**Requirement**
Swap "dirt ground" for "muddy soil" in the entries running from the line containing "Task: annotate every instance of the car frame" through the end of the entries, both ends included. Write those lines out again with every other word unchanged.

**Materials provided**
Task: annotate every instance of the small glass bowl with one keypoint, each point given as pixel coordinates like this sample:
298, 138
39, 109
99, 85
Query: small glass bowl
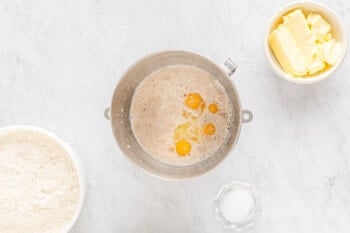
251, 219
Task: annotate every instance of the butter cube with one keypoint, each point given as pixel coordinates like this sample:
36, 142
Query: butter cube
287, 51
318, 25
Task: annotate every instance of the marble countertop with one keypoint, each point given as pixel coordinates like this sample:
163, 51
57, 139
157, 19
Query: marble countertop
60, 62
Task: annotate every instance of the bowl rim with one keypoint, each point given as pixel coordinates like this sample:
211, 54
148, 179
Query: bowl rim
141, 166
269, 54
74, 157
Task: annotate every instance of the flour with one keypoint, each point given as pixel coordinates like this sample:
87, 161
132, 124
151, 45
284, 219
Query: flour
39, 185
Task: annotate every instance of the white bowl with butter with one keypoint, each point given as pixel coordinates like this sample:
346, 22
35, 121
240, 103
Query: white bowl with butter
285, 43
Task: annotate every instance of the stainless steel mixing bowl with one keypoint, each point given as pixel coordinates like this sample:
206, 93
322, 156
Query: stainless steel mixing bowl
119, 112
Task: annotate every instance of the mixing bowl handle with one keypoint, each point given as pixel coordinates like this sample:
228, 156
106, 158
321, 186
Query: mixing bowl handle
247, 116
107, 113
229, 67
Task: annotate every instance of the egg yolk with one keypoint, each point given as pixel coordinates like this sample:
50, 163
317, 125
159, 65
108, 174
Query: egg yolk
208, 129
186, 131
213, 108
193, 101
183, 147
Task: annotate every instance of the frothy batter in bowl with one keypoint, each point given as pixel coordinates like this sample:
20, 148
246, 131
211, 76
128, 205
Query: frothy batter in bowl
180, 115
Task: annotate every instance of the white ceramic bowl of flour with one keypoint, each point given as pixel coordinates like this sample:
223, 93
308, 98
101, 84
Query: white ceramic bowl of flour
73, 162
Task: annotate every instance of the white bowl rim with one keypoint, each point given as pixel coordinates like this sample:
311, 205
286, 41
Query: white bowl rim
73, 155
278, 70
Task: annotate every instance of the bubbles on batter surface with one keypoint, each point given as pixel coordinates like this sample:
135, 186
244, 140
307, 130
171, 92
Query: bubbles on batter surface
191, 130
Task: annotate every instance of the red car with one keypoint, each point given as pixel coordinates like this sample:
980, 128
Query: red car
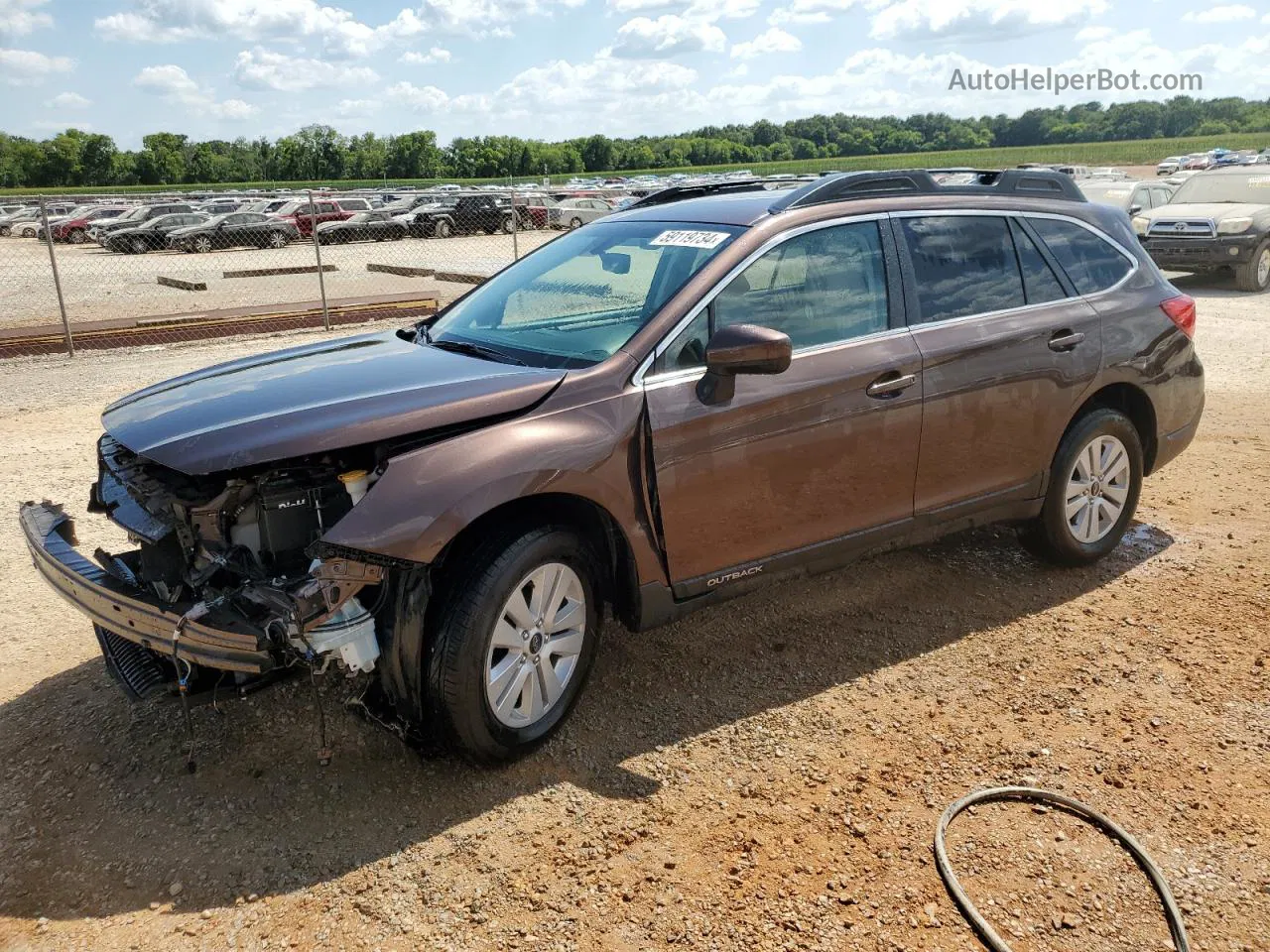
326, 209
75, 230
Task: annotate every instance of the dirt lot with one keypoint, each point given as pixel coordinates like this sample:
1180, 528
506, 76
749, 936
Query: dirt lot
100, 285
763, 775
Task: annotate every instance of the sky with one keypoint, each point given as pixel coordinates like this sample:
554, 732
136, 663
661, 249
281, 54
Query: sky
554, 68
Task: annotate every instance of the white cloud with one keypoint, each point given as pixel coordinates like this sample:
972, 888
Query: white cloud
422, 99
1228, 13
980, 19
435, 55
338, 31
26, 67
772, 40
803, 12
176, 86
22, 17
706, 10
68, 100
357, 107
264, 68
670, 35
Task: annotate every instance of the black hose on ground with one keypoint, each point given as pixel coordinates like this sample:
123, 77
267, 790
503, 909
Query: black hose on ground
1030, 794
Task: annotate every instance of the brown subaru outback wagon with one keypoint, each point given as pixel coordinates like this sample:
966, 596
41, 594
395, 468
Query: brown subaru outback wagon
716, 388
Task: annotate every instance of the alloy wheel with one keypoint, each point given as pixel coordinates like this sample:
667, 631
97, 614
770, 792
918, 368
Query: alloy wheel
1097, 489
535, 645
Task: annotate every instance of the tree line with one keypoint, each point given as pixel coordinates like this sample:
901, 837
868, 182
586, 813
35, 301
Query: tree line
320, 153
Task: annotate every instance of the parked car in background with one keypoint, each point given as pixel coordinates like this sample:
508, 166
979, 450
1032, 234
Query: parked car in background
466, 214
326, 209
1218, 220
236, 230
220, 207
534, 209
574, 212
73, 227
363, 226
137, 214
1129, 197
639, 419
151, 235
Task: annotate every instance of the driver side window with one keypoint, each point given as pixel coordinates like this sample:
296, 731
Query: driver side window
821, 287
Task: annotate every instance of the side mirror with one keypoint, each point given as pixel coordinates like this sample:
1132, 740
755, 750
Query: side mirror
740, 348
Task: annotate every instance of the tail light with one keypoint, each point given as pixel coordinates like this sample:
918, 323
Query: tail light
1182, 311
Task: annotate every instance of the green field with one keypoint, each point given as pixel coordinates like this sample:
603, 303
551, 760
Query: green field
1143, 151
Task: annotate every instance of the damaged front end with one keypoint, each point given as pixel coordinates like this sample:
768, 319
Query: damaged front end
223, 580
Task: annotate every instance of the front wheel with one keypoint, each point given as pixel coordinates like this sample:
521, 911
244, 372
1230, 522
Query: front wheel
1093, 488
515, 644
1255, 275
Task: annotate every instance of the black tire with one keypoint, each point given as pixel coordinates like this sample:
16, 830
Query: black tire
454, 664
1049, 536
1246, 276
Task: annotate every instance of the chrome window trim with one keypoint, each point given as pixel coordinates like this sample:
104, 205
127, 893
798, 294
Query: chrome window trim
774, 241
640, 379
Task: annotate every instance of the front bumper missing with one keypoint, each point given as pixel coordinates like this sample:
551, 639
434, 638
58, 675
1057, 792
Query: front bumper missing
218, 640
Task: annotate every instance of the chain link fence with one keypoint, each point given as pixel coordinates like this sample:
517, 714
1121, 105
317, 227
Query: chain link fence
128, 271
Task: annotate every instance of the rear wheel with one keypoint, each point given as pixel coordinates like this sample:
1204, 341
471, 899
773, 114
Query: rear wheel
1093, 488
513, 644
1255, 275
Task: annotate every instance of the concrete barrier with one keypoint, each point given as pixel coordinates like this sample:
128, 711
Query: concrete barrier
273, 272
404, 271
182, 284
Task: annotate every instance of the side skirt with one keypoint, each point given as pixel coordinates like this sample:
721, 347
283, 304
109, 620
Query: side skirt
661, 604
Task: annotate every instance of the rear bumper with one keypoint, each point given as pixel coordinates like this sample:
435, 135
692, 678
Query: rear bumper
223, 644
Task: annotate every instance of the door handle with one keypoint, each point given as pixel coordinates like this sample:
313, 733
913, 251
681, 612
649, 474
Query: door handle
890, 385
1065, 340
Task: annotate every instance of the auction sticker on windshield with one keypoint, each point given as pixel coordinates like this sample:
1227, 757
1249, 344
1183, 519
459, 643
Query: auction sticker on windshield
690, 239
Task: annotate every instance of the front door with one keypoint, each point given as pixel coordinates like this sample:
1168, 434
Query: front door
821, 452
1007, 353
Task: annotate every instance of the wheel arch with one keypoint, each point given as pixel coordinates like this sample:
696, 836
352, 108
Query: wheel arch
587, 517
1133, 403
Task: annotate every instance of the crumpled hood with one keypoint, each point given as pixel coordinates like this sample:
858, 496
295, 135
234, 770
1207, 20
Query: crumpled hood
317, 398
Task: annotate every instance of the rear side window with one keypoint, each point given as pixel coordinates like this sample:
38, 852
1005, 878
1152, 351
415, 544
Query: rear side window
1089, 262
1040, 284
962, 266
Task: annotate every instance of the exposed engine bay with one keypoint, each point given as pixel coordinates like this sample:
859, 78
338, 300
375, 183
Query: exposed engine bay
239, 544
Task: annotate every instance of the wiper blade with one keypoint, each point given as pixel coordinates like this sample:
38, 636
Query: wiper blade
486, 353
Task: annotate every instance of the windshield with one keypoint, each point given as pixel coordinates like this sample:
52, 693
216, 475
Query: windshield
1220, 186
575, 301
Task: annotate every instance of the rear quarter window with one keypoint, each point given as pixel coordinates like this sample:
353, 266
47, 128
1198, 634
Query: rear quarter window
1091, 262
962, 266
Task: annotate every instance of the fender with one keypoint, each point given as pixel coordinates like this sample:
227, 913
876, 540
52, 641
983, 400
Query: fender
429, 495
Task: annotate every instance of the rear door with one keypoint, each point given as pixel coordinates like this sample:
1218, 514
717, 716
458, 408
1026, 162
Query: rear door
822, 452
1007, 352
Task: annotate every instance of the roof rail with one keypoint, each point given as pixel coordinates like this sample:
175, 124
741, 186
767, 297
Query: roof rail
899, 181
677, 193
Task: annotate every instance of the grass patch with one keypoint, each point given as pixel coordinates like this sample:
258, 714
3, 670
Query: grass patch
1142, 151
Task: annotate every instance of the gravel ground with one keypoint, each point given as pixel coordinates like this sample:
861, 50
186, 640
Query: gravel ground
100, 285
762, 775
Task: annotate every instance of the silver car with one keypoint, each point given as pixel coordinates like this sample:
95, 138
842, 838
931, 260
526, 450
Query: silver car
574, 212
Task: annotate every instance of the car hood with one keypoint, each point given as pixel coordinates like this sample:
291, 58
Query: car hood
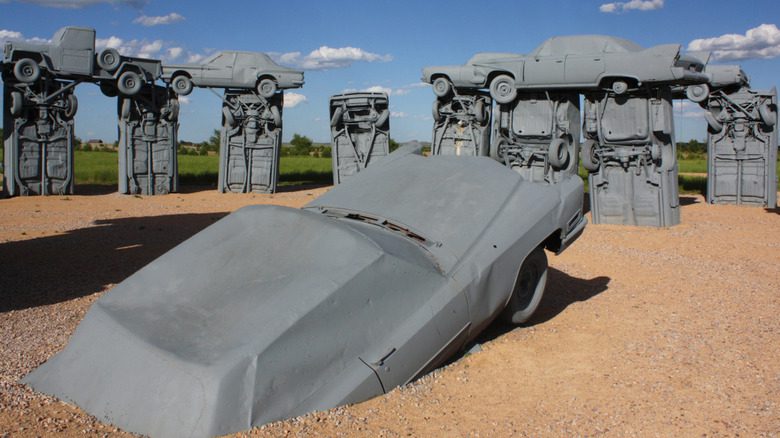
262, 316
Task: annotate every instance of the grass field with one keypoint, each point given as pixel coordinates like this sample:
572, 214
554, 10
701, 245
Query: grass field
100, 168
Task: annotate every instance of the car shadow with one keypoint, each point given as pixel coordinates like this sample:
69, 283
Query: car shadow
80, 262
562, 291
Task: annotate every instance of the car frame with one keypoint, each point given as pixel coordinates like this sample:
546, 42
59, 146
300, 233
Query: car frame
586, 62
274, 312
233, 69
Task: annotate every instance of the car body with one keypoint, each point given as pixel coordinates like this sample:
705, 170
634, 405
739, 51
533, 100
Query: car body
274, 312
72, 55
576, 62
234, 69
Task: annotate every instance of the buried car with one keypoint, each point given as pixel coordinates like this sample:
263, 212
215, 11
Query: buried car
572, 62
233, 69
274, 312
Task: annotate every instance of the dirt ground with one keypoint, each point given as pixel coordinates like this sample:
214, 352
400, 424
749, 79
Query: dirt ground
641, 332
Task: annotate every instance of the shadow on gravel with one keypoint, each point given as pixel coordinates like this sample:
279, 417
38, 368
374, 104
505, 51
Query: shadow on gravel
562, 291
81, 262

**Output for this task**
Task: annotate every instance of the car frame with one keypoint, each point given as pixel coordinates like this sample:
546, 42
59, 146
300, 233
Query: car frame
586, 62
274, 312
233, 69
Task: annotate every instance of the car body with one keypoint, each point given as pixel coordinates like this sample:
705, 170
634, 405
739, 51
533, 100
Query: car body
274, 312
72, 55
576, 62
234, 69
Task: annotate every instance of the buried car with one keypoint, each point given as pixel coordinates like this sample:
263, 212
215, 11
Query: buried car
572, 62
233, 69
274, 312
Task: annotate every instance of the muddy soil with one keypoint, each point given as pixel coordinates like this sample:
214, 352
400, 424
749, 79
Query: muddy soil
641, 332
Task: annotate every instance of the shadow on gravel with one keypoint, each point given as pixel coordinates like this sample:
279, 417
38, 368
374, 104
505, 51
Query: shadow on gravel
562, 291
81, 262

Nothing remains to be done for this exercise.